▸ EXERCISE INSTRUCTIONS
Print out the records in full, keeping each word unchanged.

Stored items
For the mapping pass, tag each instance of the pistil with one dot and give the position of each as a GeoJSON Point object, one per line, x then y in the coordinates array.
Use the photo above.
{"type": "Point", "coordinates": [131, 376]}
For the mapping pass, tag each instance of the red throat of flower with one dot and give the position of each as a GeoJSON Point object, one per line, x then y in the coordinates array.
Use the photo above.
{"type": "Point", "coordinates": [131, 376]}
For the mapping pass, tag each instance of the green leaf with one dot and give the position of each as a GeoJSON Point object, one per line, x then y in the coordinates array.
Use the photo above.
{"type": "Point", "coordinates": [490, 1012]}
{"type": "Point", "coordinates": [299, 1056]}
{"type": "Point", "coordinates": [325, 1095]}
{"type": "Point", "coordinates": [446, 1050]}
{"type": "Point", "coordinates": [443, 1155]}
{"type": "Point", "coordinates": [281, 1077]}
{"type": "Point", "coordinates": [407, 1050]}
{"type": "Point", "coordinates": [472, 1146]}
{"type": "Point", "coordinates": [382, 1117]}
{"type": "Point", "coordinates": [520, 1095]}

▸ YOUR SOLUTION
For the mapping pass, tag each instance of the pistil with one dot and give the position of each as a GeoJSON Point object, one per line, x then y in the coordinates array.
Use the photo above.
{"type": "Point", "coordinates": [131, 376]}
For the mapping pass, tag each instance of the red throat of flower with one dot and give the position of each as a GeoJSON Point object, one per line, x then y in the coordinates array.
Use the photo above.
{"type": "Point", "coordinates": [131, 376]}
For the mapping pass, tag each instance of the green leaf with one dot and give the position of each as a GeoJSON Point object, one per line, x then y in the coordinates array.
Use the photo above.
{"type": "Point", "coordinates": [490, 1012]}
{"type": "Point", "coordinates": [299, 1056]}
{"type": "Point", "coordinates": [325, 1095]}
{"type": "Point", "coordinates": [446, 1050]}
{"type": "Point", "coordinates": [443, 1155]}
{"type": "Point", "coordinates": [281, 1077]}
{"type": "Point", "coordinates": [407, 1050]}
{"type": "Point", "coordinates": [472, 1146]}
{"type": "Point", "coordinates": [382, 1117]}
{"type": "Point", "coordinates": [520, 1095]}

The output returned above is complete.